[Natural language region descriptions]
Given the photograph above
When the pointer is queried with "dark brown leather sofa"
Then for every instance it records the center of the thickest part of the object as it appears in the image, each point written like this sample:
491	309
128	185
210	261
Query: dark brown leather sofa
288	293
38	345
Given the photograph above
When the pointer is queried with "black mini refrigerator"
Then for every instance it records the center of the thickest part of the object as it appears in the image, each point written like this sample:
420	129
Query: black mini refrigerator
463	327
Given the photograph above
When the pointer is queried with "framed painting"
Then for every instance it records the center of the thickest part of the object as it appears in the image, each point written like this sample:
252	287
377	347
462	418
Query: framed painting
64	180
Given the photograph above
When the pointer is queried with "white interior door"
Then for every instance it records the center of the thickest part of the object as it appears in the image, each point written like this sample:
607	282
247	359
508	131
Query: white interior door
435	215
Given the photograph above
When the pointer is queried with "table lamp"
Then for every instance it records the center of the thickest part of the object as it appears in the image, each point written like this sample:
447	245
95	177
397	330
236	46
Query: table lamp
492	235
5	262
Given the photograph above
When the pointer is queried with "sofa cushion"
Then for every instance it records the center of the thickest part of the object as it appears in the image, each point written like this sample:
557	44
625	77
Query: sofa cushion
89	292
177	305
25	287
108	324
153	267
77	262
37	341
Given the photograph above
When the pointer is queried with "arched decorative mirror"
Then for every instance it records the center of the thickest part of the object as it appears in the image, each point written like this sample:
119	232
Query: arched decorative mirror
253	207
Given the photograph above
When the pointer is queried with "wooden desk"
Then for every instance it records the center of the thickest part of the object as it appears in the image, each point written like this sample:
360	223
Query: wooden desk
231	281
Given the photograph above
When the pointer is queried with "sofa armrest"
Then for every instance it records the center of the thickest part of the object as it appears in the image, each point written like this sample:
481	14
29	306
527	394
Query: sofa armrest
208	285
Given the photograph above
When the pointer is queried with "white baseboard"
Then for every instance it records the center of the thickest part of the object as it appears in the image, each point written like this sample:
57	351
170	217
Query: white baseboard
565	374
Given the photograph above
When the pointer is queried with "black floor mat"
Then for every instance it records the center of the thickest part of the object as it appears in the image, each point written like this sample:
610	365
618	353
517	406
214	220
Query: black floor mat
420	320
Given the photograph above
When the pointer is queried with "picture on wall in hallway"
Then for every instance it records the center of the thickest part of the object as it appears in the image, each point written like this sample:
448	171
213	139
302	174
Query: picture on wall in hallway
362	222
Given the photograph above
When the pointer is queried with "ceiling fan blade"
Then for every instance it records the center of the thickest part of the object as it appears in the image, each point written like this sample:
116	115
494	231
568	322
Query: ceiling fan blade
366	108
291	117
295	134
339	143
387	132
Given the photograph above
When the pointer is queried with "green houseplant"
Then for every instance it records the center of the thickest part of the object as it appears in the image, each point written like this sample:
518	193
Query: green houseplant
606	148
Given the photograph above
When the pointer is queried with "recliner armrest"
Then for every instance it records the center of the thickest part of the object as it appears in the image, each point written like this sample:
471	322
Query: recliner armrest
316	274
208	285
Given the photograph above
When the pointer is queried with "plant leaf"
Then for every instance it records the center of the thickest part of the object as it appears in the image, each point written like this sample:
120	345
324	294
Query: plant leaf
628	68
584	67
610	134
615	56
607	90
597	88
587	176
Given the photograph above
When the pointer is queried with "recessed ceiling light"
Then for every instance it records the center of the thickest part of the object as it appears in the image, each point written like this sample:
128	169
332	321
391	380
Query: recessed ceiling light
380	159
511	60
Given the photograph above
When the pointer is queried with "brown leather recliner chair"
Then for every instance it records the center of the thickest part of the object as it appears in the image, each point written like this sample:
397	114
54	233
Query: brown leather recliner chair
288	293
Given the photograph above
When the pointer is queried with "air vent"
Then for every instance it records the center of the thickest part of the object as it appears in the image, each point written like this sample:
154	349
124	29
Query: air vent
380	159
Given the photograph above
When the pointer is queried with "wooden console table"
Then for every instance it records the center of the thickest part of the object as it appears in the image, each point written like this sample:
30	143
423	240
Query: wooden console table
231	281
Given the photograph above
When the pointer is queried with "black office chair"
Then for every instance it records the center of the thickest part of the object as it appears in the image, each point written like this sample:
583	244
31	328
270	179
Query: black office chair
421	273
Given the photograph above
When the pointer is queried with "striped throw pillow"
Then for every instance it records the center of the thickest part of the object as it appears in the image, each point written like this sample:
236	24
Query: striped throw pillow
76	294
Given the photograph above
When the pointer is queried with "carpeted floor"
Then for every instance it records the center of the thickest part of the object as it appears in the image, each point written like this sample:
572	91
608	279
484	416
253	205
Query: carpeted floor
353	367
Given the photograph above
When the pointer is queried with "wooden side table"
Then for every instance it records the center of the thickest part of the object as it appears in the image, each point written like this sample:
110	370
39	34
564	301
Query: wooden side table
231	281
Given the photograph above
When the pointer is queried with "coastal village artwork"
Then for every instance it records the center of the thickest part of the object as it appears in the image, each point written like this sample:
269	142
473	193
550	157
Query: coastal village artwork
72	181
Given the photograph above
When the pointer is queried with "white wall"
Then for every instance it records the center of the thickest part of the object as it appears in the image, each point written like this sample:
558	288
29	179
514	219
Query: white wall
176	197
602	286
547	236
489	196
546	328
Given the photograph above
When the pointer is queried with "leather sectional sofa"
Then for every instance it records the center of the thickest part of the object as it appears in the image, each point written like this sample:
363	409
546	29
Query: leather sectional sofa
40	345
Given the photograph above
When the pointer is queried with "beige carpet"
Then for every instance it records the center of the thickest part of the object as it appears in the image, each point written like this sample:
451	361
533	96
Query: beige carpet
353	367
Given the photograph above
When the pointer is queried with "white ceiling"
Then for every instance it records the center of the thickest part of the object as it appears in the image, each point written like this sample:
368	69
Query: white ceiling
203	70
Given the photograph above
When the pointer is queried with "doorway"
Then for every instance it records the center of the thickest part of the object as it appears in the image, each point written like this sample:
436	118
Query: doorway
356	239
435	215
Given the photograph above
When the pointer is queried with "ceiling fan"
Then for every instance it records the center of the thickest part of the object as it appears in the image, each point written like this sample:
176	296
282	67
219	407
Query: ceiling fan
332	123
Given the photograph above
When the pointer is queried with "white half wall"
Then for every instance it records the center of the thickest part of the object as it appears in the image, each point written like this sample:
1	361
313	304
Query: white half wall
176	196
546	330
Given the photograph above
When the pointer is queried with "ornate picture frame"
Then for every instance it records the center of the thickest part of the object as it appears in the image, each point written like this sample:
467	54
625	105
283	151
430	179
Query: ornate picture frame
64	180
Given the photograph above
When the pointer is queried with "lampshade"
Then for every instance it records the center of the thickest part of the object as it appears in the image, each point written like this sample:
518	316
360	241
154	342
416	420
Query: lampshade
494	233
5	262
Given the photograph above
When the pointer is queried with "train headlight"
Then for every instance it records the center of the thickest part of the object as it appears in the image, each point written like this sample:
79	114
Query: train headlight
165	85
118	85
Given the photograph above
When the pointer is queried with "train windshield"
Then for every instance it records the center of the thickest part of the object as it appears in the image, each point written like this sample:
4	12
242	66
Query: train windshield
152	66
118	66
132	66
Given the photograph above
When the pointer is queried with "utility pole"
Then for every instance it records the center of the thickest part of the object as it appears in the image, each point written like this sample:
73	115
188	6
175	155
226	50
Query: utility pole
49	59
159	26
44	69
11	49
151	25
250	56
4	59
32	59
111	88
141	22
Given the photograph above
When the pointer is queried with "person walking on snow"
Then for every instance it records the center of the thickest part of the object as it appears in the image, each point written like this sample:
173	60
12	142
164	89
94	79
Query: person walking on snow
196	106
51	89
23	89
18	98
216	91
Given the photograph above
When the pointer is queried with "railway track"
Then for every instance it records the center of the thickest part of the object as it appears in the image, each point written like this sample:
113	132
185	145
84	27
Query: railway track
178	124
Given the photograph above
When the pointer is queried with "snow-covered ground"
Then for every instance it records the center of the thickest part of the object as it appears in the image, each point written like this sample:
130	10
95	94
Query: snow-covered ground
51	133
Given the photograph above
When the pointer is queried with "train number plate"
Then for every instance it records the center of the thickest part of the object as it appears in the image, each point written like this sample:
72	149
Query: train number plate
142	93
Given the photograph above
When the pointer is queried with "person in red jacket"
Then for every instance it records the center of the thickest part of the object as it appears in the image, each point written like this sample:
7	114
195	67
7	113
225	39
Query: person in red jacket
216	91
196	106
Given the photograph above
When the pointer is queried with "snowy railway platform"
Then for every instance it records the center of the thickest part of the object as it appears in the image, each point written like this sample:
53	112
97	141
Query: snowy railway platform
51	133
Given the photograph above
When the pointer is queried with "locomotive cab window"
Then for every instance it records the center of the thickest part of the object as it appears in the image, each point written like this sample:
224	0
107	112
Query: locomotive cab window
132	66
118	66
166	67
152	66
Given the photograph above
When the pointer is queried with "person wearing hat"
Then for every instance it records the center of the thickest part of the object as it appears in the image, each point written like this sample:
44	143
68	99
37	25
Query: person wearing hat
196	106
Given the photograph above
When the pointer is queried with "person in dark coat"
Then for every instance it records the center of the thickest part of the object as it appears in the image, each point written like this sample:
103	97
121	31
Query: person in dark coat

Exercise:
Search the entries for the word "coat" and report how many lines contain it, as a bare number.

Solution to the exercise:
2